_Task statement:_ Translate this sentence from the article on J.Crew and Madewell into Spanish: "Sales for Madewell grew 23 percent in 2015 to 301 million dollars, with comparable sales increasing 8 percent."

_Text provided:_
London - Things have not been going particularly well for U.S fashion company J. Crew Group Inc lately. It's core brand J.Crew continues to struggle with declining sales and debut burden, and earlier this month it folded its once highly successful and affordable bridalwear business. However, on the other hand its Madewell brand continues to thrive, leading to speculation that the Group is set to separate it from the company.

J.Crew Group Inc is said to be working with investment bank Lazard to assess multiple strategic and balance sheet options, which includes the potential separation of Madewell from its parent company, reported Reuters. This move could see the group either spinning the brand out on its own or selling it off, according to sources familiar with the matter. While the potential sale of Madewell would see the company's private equity owners monetize its value, it could also infuriate its lenders as the move would see J.Crew lose one of it fastest growing divisions.

Could Madewell be headed for a future sale ?

Relaunched in 2006 by J.Crew Group Inc, Madewell has grown to become the "cool-girl" sister label to J.Crew, offering trendy and hip designs. It's brand model is similar to that of Gap's Old Navy, which sees Madewell offering lower priced items of a similar quality to that of J.Crew - a move which may have have lured customers away from the Group's core brand. Sales for Madewell grew 23 percent in 2015 to 301 million dollars, with comparable sales increasing 8 percent. In the same year however, J.Crew's comparable sales dropped 5 percent.

Despite what the future may hold for Madewell, J.Crew Group Inc is still limited in its decision for its trendy fashion label outside of the company, as any deal would be dependent on a provision included in its agreement with lenders. This provision, which aims to protect the lenders' collateral, would prevent J.Crew Group Inc from selling Madewell if its total debt in comparison with the profits from the sale would be more than a fixed maximum.

A photo posted by Madewell (@madewell) on

According to the Group's third quarter results, the company debt now stands at 1.5 billion dollars, down from 2 billion dollars. J.Crew sales decreased 7 percent to 488 million dollars and comparable sales decreased 9 percent following a 12 percent decline in the third quarter last year. "If J Crew is a problem child, its sister brand, Madewell, is the star of the show," commented Neil Saunders, CEO of Conlumino. "Its more carefully defined image and its appeal to trendy younger shoppers continues to drive growth."

_Data segment:_
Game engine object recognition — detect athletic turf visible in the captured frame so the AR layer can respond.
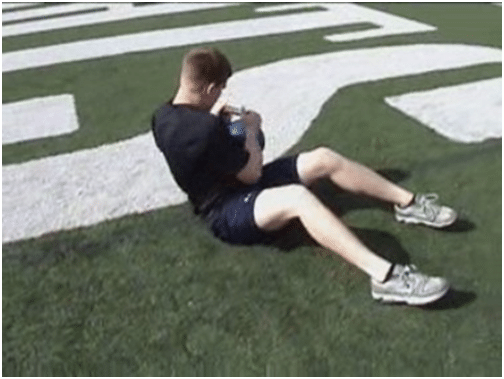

_Completed exercise:_ Las ventas de Madewell crecieron un 23 por ciento en 2015, hasta 301 millones de dólares, y las ventas comparables aumentaron un 8 por ciento.